__DOCUMENT TEXT__:
☆ ☆ ☆
Newstyle, the bastard, illegitimate column of a site that doesn't
exactly go out of its way to be legitimate, or accountable, or any
of those fancy words that make journalists go all atwitter. As you
can imagine, I've been so busy with other projects on the site that
usually Thursday updates are relegated to silly things like drunk
pictures, or our most recent thanksgiving
feast. Those two represent the extremes of "no work"
and "lots and lots of work". Mr. Newstyle is the
squirreled away alternative to those extremes for use when it's
getting late and I want to put something out for our total lack
of fans.
So here you go, it's getting late and I want to put something out
for you! Has it really been two months? Why just this past week
I was listening to Beatdrop's little ditty.
My how time flies.
I would say to you that this
mix is probably the best thing ever put out on the internet,
barring the inclusion of this banging scratch-fest.
But I don't need to say anything about the awesome opus(es) of djpretzel.
That man's some sort of kung-fu karate god that doesn't need the
praise of a weak-willed slug like myself. We're here to talk about
the more recent reinterpretation of the classic "Marble Zone"
theme from Sonic the Hedgehog.
Marble Zone was a quality area, barring inclusion of massive magma
attacks. The game waited until you had acclimated yourself in the
relatively forgiving Grass Zone before throwing you full force into
the quagmire of despair that represents all the second zone has
to offer. The soundtrack, delightfully pleasant even in those prehistoric
days of videogame audio, was there to guide you through every step
of that dangerous path. It was your sole comfort as a child, the
one thing that could keep you alive in this hazard world of bees,
and robots, and robot bees (that had baby chickens inside them).
☆ ☆ ☆
__DATA__:
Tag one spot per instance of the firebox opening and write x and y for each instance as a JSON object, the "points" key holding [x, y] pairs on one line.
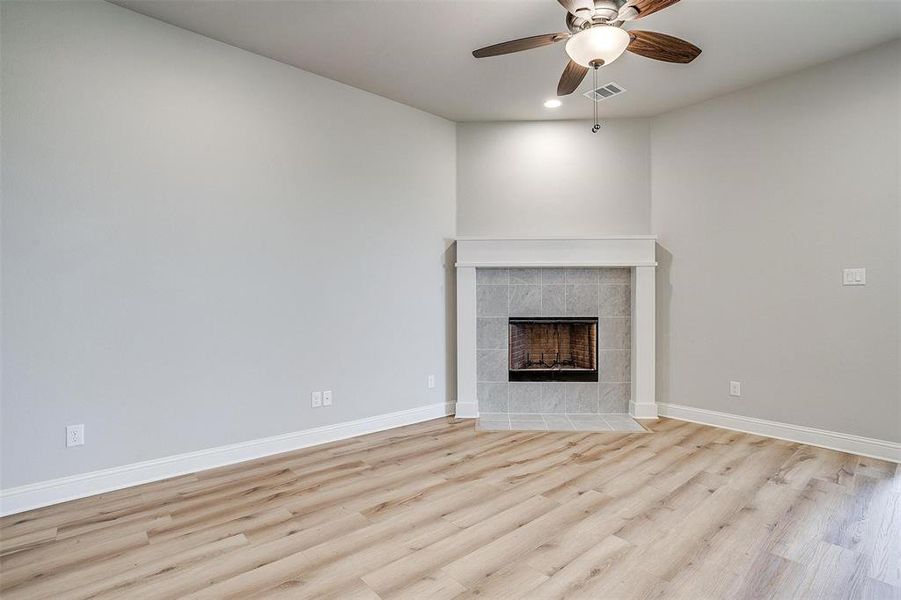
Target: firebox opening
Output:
☆ ☆ ☆
__EXERCISE INSTRUCTIONS__: According to the Newstyle column, in which zone did the game let you get used to things before throwing you into Marble Zone?

__THE RESPONSE__: The relatively forgiving Grass Zone.